─── 阅读材料 ───

/*
这次去查了一下,为什么大家要那样设置INF,有了些新发现
http://blog.csdn.net/jiange_zh/article/details/50198097
以及,这题的思路来自挑战,这个思路真是极其巧妙,将奶牛之间的最短距离、最长距离都转换为了最短路问题
*/
#include <iostream>
#include <cstdio>
const int MAX_ML = 1e4 + 10;
const int MAX_MD = 1e4 + 10;
const int INF = 0x3f3f3f3f;
const int MAX_N = 1010;
int N, ML, MD;
int AL[MAX_ML], BL[MAX_ML], DL[MAX_ML];
int AD[MAX_MD], BD[MAX_MD], DD[MAX_MD];
int d[MAX_N]; //最短距离
using namespace std;
void solve()
{
fill(d, d + N, INF);
d[0] = 0;
// 用Bellman-Ford算法计算d
for (int k = 0; k < N; k++)
{
// 从 i+1 到 i 的权值为0
for (int i = 0; i + 1 < N; i++)
if (d[i + 1] < INF) d[i] = min(d[i], d[i + 1]);
// 从 AL 到 BL 的权值为 DL
for (int i = 0; i < ML; i++)
{
if (d[AL[i] - 1] < INF)
d[BL[i] - 1] = min( d[BL[i] - 1], d[AL[i] - 1] + DL[i] );
}
// 从 BD 到 AD 的权值为 -DD
for (int i = 0; i < MD; i++)
{
if (d[BD[i] - 1] < INF)
d[AD[i] - 1] = min ( d[AD[i] - 1], d[BD[i] - 1] - DD[i] );
}
}
int res = d[N - 1];
if (d[0] < 0) //存在负圈无解
cout << -1 << endl;
else if (res == INF)
cout << -2 << endl;
else cout << res << endl;
}
int main()
{
cin >> N >> ML >> MD;
for (int i = 0; i < ML; i++)
cin >> AL[i] >> BL[i] >> DL[i];
for (int i = 0; i < MD; i++)
cin >> AD[i] >> BD[i] >> DD[i];
solve();
return 0;
}

─── 数据记录 ───

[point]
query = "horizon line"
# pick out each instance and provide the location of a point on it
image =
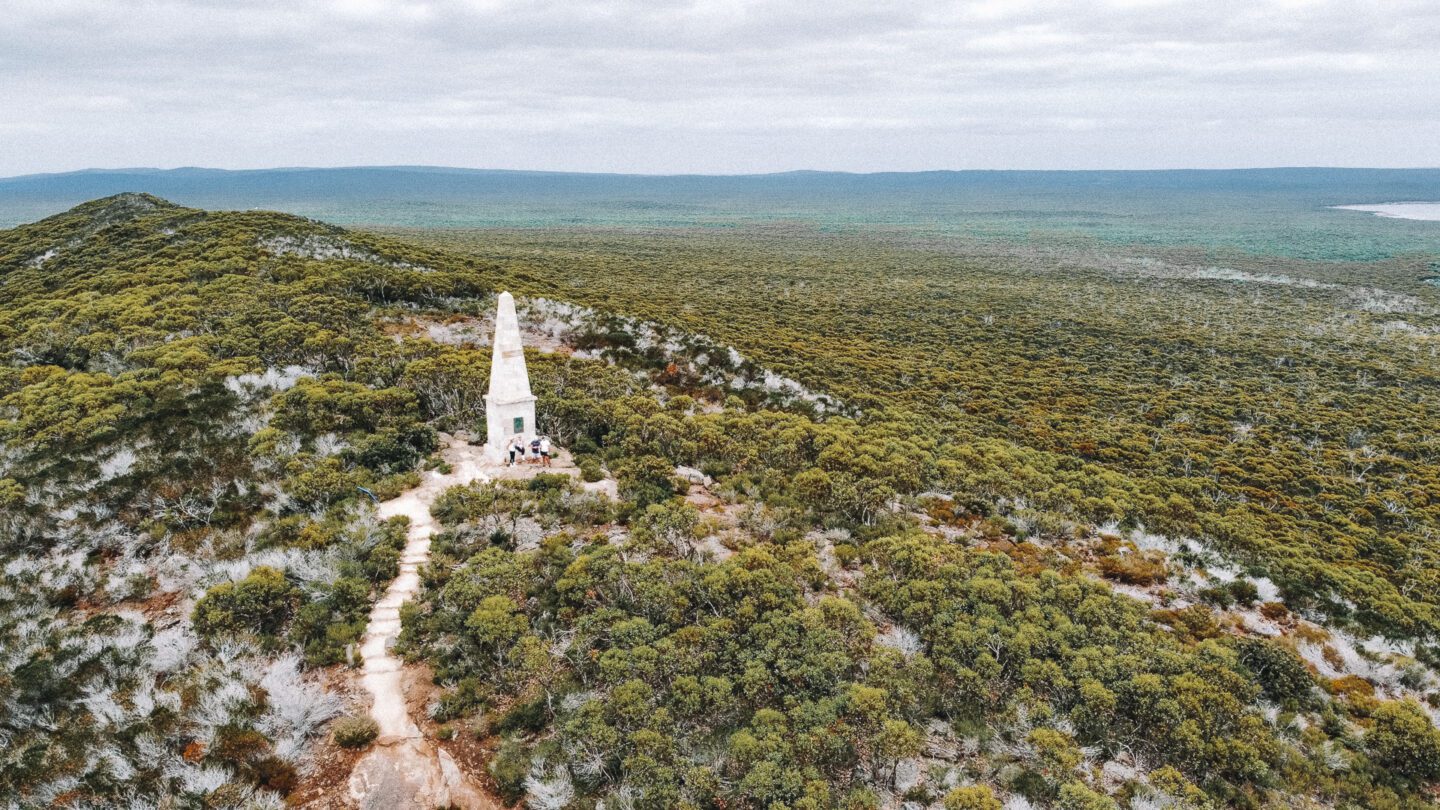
(663, 175)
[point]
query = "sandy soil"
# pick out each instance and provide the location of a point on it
(405, 768)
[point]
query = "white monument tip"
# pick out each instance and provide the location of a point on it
(510, 408)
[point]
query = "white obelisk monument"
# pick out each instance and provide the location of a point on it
(510, 408)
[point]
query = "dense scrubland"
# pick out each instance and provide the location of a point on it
(1038, 525)
(1280, 411)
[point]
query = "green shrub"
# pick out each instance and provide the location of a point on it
(356, 731)
(510, 767)
(972, 797)
(1404, 741)
(261, 604)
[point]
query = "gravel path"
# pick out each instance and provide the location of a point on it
(405, 770)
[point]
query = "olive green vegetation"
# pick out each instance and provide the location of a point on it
(189, 394)
(1278, 410)
(761, 681)
(215, 388)
(356, 732)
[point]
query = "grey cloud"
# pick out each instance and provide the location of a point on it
(709, 85)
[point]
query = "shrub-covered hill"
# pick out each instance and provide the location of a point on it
(841, 617)
(189, 399)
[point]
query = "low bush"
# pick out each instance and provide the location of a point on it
(356, 731)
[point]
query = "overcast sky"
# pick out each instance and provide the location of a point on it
(719, 85)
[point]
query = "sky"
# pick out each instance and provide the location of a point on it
(719, 85)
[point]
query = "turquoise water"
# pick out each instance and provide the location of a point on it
(1259, 212)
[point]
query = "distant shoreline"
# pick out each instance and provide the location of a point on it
(1423, 211)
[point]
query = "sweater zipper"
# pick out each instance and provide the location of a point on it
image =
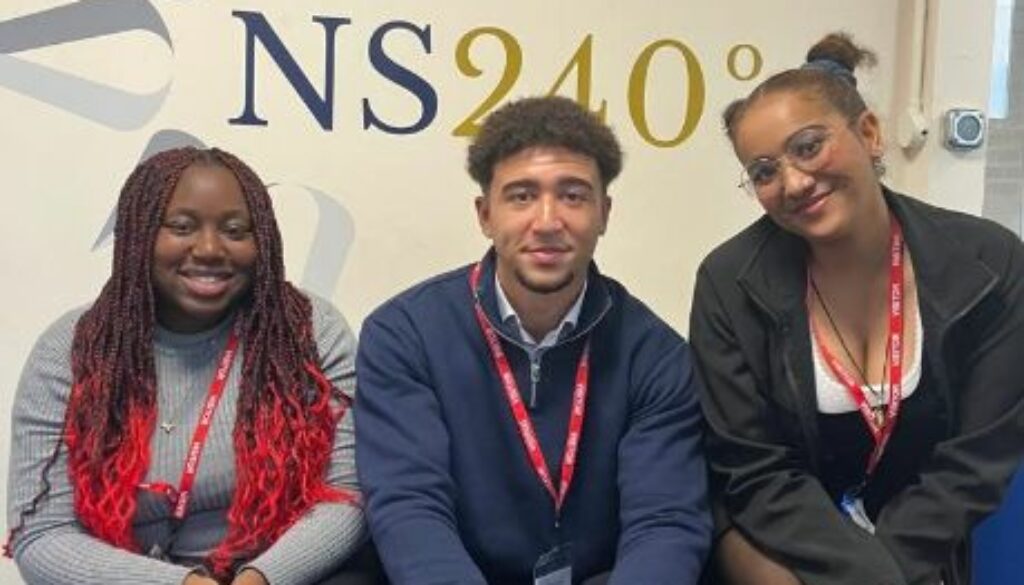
(535, 376)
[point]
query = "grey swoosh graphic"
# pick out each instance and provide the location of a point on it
(102, 103)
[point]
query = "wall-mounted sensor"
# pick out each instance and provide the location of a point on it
(965, 128)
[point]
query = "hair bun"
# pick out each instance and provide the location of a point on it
(836, 52)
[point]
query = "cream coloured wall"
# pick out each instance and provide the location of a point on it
(403, 202)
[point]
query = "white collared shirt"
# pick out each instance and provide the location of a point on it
(567, 324)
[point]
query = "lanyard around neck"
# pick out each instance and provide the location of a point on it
(178, 497)
(526, 432)
(881, 429)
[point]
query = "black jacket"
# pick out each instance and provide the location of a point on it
(750, 331)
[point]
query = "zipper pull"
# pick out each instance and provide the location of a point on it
(535, 377)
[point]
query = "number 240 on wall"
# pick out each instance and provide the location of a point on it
(582, 63)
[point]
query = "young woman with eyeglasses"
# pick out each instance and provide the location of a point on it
(862, 352)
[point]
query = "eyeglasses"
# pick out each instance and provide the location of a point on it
(807, 151)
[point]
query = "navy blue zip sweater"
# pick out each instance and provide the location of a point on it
(451, 495)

───

▶ _练习要求_
**1.** 将阅读材料中从“if (d[i + 1]”到“(d[BD[i] - 1] < INF)”的部分一字不差地抄写下来。
**2.** 阅读材料中用哪种算法计算 d?
作答时只依据阅读材料。

▶ _参考答案_
**1.**
if (d[i + 1] < INF) d[i] = min(d[i], d[i + 1]);
// 从 AL 到 BL 的权值为 DL
for (int i = 0; i < ML; i++)
{
if (d[AL[i] - 1] < INF)
d[BL[i] - 1] = min( d[BL[i] - 1], d[AL[i] - 1] + DL[i] );
}
// 从 BD 到 AD 的权值为 -DD
for (int i = 0; i < MD; i++)
{
if (d[BD[i] - 1] < INF)

**2.** Bellman-Ford算法。